Collected data entries

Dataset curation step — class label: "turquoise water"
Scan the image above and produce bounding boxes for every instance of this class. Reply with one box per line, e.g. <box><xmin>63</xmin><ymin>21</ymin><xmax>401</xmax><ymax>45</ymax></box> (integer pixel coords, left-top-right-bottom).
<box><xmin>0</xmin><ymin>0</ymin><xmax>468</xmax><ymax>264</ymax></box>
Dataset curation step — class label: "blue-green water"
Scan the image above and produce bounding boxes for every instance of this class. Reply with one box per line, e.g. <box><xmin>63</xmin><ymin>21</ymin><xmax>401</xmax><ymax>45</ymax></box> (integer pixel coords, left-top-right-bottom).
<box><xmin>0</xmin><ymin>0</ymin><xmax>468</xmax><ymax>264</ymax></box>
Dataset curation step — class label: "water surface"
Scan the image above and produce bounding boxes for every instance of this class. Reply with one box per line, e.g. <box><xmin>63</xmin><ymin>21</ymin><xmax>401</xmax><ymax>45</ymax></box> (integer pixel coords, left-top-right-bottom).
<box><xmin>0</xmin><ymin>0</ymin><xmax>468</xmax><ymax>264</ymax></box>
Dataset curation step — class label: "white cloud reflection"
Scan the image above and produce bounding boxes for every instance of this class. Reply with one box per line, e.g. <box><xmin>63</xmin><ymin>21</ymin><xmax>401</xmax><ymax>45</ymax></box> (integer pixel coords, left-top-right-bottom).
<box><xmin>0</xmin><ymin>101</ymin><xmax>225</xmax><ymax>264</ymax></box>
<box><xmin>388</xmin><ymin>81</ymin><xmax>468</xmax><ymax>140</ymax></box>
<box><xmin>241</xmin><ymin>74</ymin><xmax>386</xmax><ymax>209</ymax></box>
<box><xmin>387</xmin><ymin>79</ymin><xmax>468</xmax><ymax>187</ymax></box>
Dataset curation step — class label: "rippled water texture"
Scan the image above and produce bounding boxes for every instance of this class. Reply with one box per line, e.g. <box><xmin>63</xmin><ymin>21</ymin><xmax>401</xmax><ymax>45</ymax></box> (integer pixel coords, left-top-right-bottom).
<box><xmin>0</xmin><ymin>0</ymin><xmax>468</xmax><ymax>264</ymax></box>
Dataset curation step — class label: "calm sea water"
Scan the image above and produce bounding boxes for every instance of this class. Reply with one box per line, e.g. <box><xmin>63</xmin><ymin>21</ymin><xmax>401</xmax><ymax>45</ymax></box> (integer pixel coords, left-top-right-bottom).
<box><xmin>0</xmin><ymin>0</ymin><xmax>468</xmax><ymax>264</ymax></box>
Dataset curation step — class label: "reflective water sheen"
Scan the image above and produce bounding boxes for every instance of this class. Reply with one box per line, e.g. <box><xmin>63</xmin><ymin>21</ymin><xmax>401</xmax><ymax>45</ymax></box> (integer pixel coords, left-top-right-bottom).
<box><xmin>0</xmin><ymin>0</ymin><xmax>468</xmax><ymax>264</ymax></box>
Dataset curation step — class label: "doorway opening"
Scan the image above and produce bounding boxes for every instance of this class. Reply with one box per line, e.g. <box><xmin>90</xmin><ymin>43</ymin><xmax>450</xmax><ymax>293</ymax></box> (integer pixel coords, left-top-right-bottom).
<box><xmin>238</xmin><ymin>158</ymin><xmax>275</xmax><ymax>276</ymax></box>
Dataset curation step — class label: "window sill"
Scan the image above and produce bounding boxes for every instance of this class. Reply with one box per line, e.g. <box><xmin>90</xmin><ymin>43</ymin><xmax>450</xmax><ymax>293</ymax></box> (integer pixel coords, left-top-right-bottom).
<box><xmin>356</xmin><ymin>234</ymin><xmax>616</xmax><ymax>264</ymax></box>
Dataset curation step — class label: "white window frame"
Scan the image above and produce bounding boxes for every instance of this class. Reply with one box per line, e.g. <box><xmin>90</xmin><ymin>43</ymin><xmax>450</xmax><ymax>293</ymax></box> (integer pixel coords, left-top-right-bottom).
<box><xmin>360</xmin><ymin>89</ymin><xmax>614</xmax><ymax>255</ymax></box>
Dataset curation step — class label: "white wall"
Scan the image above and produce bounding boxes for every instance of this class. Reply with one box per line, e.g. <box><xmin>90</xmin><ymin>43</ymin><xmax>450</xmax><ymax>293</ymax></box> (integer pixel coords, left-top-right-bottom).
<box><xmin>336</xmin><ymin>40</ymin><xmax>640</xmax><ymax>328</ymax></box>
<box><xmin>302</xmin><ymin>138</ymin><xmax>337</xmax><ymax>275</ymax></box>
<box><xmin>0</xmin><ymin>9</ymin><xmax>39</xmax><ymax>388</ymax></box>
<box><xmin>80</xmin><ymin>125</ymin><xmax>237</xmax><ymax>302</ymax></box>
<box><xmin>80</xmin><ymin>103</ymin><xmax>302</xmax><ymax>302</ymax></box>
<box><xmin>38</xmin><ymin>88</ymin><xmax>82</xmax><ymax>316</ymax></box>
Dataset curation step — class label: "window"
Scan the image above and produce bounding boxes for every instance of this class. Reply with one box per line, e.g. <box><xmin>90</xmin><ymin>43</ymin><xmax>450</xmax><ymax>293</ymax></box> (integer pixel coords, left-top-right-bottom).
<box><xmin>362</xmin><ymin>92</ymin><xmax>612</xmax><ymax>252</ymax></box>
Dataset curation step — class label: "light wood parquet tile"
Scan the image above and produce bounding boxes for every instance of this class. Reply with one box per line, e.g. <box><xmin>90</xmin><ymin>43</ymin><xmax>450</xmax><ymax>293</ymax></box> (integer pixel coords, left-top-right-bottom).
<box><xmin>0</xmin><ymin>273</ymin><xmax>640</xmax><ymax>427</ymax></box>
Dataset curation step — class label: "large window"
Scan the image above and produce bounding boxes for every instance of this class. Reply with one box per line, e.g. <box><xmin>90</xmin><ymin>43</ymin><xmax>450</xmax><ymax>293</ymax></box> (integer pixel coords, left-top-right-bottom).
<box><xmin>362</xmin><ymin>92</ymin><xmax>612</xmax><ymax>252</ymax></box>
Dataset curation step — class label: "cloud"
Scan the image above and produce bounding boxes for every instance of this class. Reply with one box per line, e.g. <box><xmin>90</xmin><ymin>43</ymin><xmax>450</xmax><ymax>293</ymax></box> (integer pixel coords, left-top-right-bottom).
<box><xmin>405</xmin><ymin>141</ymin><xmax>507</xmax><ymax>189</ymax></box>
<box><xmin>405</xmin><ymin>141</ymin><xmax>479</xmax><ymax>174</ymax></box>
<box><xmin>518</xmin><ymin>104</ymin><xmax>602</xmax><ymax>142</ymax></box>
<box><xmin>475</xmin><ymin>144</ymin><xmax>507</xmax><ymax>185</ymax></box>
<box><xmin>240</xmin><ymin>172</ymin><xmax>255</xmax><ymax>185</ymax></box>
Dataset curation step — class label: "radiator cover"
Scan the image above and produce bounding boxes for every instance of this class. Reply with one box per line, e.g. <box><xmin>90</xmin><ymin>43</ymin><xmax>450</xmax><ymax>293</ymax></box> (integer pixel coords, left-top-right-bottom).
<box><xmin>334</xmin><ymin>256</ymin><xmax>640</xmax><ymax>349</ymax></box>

_Requirements_.
Take the entries above and copy them out exactly.

_Exercise solution_.
Dataset curation step — class label: "turquoise water"
Scan the image above and produce bounding boxes for every instance of this class. Reply with one box per line, e.g. <box><xmin>63</xmin><ymin>21</ymin><xmax>401</xmax><ymax>45</ymax></box> (integer pixel coords, left-top-right-bottom).
<box><xmin>0</xmin><ymin>0</ymin><xmax>468</xmax><ymax>264</ymax></box>
Dataset curation step — class label: "blue-green water"
Scan the image above and produce bounding boxes for every instance of this class. Reply with one box per line, e.g. <box><xmin>63</xmin><ymin>21</ymin><xmax>401</xmax><ymax>45</ymax></box> (integer pixel coords, left-top-right-bottom).
<box><xmin>0</xmin><ymin>0</ymin><xmax>468</xmax><ymax>264</ymax></box>
Dataset curation step — class label: "water surface"
Scan the image above and produce bounding boxes for every instance of this class. Reply with one box per line, e.g. <box><xmin>63</xmin><ymin>21</ymin><xmax>401</xmax><ymax>45</ymax></box> (integer pixel coords, left-top-right-bottom).
<box><xmin>0</xmin><ymin>0</ymin><xmax>468</xmax><ymax>264</ymax></box>
Dataset curation step — class label: "white cloud reflection"
Scan the image above and produce bounding boxes for every instance of this class. Reply with one box per line, e.g. <box><xmin>63</xmin><ymin>21</ymin><xmax>401</xmax><ymax>45</ymax></box> (integer pixel coords, left-top-right-bottom).
<box><xmin>0</xmin><ymin>101</ymin><xmax>225</xmax><ymax>264</ymax></box>
<box><xmin>388</xmin><ymin>81</ymin><xmax>468</xmax><ymax>140</ymax></box>
<box><xmin>241</xmin><ymin>74</ymin><xmax>386</xmax><ymax>209</ymax></box>
<box><xmin>387</xmin><ymin>79</ymin><xmax>468</xmax><ymax>187</ymax></box>
Dataset curation step — class label: "rippled water texture"
Scan the image above and produce bounding boxes for every instance of this class. Reply with one box per line, e.g. <box><xmin>63</xmin><ymin>21</ymin><xmax>401</xmax><ymax>45</ymax></box> (integer pixel coords, left-top-right-bottom).
<box><xmin>0</xmin><ymin>0</ymin><xmax>468</xmax><ymax>264</ymax></box>
Dataset curation step — class label: "calm sea water"
Scan the image above and produce bounding boxes for every instance of this class. Reply with one box per line, e.g. <box><xmin>63</xmin><ymin>21</ymin><xmax>401</xmax><ymax>45</ymax></box> (integer pixel coords, left-top-right-bottom).
<box><xmin>0</xmin><ymin>0</ymin><xmax>468</xmax><ymax>264</ymax></box>
Dataset curation step — class label: "reflective water sheen"
Scan the image above and produce bounding boxes for every instance of this class. Reply with one box per line, e.g. <box><xmin>63</xmin><ymin>21</ymin><xmax>401</xmax><ymax>45</ymax></box> (integer pixel coords, left-top-right-bottom).
<box><xmin>0</xmin><ymin>0</ymin><xmax>468</xmax><ymax>264</ymax></box>
Dataset curation step — class label: "doorway opening"
Scan the image above and produce bounding boxes for every instance of this class. Reply with one box per line, e.g. <box><xmin>90</xmin><ymin>43</ymin><xmax>450</xmax><ymax>293</ymax></box> (integer pixel coords, left-top-right-bottom).
<box><xmin>238</xmin><ymin>158</ymin><xmax>275</xmax><ymax>276</ymax></box>
Dataset curation step — class label: "window sill"
Scan the image above and produce bounding boxes for every instance of this class. Reply with one box per line, e.g. <box><xmin>90</xmin><ymin>43</ymin><xmax>450</xmax><ymax>293</ymax></box> (integer pixel coords, left-top-right-bottom).
<box><xmin>356</xmin><ymin>234</ymin><xmax>616</xmax><ymax>264</ymax></box>
Dataset curation step — class label: "white window frame"
Scan the image above and produce bounding boxes for every instance of this class. Reply with one box per line, e.g. <box><xmin>90</xmin><ymin>43</ymin><xmax>450</xmax><ymax>293</ymax></box> (integer pixel coords, left-top-right-bottom).
<box><xmin>360</xmin><ymin>89</ymin><xmax>614</xmax><ymax>255</ymax></box>
Dataset curation step — class label: "white wall"
Scan the image above and produce bounding boxes for every instance of this class. Reply with one box per line, e.g. <box><xmin>90</xmin><ymin>43</ymin><xmax>450</xmax><ymax>293</ymax></box> (integer pixel coords, left-top-right-bottom).
<box><xmin>336</xmin><ymin>40</ymin><xmax>640</xmax><ymax>328</ymax></box>
<box><xmin>302</xmin><ymin>138</ymin><xmax>337</xmax><ymax>275</ymax></box>
<box><xmin>0</xmin><ymin>9</ymin><xmax>39</xmax><ymax>388</ymax></box>
<box><xmin>80</xmin><ymin>125</ymin><xmax>237</xmax><ymax>302</ymax></box>
<box><xmin>80</xmin><ymin>103</ymin><xmax>302</xmax><ymax>302</ymax></box>
<box><xmin>38</xmin><ymin>88</ymin><xmax>82</xmax><ymax>316</ymax></box>
Dataset curation step — class label: "window"
Scan the image above and produce bounding boxes for every instance of this class. Reply with one box per line, e.g. <box><xmin>90</xmin><ymin>43</ymin><xmax>450</xmax><ymax>293</ymax></box> (integer pixel coords, left-top-right-bottom).
<box><xmin>362</xmin><ymin>92</ymin><xmax>612</xmax><ymax>252</ymax></box>
Dataset curation step — class label: "light wood parquet tile"
Scan the image above and produce bounding boxes for every instance of this class. Reply with one box per line, e.g. <box><xmin>90</xmin><ymin>43</ymin><xmax>450</xmax><ymax>293</ymax></box> (integer pixel coords, left-top-right-bottom).
<box><xmin>0</xmin><ymin>273</ymin><xmax>640</xmax><ymax>427</ymax></box>
Dataset curation step — class label: "large window"
Scan the image above and produce bounding boxes for every instance of this class. Reply with one box per line, e.g. <box><xmin>90</xmin><ymin>43</ymin><xmax>450</xmax><ymax>293</ymax></box> (integer pixel coords, left-top-right-bottom).
<box><xmin>362</xmin><ymin>92</ymin><xmax>612</xmax><ymax>252</ymax></box>
Dataset curation step — class label: "cloud"
Scan the image above and produce bounding boxes for every instance of this class. Reply with one box per line, e.g. <box><xmin>90</xmin><ymin>43</ymin><xmax>450</xmax><ymax>293</ymax></box> (integer pixel coords, left-top-right-bottom).
<box><xmin>405</xmin><ymin>141</ymin><xmax>507</xmax><ymax>189</ymax></box>
<box><xmin>405</xmin><ymin>141</ymin><xmax>479</xmax><ymax>174</ymax></box>
<box><xmin>518</xmin><ymin>104</ymin><xmax>602</xmax><ymax>142</ymax></box>
<box><xmin>475</xmin><ymin>144</ymin><xmax>507</xmax><ymax>185</ymax></box>
<box><xmin>240</xmin><ymin>172</ymin><xmax>255</xmax><ymax>185</ymax></box>
Dataset curation step — class label: "radiator cover"
Scan the image above and produce bounding boxes for every instance of this class. Reply with one box per line, e.g. <box><xmin>90</xmin><ymin>43</ymin><xmax>450</xmax><ymax>293</ymax></box> (integer pixel coords, left-top-right-bottom).
<box><xmin>334</xmin><ymin>256</ymin><xmax>640</xmax><ymax>349</ymax></box>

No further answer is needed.